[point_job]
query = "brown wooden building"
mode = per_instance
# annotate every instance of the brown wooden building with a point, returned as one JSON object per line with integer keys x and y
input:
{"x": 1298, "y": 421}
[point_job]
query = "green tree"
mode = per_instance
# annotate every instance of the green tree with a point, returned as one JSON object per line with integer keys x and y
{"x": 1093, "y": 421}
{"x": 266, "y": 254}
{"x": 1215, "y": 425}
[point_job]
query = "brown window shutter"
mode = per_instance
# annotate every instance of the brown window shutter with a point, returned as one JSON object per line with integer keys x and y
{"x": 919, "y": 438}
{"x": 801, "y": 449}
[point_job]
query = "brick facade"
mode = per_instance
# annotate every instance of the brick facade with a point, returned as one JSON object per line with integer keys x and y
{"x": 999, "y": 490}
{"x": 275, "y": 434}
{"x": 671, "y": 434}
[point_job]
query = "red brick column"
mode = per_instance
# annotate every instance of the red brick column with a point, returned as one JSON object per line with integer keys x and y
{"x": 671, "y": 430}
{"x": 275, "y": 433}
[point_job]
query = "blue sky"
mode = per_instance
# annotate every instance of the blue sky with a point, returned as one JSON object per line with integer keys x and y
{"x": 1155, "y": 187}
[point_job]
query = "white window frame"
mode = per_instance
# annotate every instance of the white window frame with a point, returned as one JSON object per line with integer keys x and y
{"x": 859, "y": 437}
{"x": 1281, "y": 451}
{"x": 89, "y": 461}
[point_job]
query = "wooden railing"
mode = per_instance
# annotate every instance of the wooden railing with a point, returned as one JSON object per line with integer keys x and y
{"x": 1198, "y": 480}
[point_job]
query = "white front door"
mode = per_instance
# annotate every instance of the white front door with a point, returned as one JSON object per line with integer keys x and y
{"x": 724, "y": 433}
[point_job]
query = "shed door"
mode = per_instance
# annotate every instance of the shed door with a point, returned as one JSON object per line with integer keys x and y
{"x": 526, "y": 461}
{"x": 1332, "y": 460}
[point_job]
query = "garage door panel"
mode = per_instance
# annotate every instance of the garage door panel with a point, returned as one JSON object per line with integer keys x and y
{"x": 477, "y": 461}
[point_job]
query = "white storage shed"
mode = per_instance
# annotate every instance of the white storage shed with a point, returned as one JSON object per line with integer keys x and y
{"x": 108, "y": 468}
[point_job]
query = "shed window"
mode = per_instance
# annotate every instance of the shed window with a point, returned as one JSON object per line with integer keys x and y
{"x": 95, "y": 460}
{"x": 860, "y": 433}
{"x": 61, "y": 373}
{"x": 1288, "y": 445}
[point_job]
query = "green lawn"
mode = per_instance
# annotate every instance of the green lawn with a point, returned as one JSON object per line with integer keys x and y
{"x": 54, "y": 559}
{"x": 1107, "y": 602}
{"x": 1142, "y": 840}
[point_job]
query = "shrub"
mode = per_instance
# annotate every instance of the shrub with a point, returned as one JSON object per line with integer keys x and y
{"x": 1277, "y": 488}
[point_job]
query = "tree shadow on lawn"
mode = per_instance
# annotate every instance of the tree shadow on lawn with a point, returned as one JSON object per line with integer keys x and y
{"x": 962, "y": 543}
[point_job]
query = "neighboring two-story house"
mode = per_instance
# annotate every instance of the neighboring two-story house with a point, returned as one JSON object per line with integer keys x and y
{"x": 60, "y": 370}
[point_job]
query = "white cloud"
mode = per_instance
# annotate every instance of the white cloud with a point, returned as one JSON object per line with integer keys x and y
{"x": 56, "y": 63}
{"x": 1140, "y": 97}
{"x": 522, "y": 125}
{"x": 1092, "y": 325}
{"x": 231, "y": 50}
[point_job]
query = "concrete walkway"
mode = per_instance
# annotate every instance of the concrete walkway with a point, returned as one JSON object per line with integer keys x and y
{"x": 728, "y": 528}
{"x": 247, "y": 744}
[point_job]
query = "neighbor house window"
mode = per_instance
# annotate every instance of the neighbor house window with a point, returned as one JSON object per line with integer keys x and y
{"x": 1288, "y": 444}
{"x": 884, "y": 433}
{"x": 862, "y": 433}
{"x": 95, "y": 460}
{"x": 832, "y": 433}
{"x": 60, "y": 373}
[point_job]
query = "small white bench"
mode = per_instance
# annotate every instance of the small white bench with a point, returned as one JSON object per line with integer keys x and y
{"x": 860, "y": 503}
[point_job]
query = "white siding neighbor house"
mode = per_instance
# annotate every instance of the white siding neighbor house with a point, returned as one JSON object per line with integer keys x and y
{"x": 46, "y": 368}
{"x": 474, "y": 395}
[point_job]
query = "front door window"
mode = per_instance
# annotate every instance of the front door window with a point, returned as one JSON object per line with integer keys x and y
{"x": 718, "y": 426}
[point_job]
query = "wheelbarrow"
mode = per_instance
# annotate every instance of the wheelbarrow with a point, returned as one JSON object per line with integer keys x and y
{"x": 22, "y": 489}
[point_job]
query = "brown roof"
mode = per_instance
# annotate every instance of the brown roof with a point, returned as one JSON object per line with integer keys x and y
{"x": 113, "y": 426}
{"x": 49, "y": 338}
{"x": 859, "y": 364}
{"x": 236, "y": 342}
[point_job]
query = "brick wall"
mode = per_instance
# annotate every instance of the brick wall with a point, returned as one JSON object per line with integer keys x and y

---------------

- Exercise prompt -
If a line above holds the string "building", copy it out.

- Exercise solution -
query = "brown wooden building"
# annotate every instance of the brown wooden building with a point, returned as one JSON object per line with integer keys x and y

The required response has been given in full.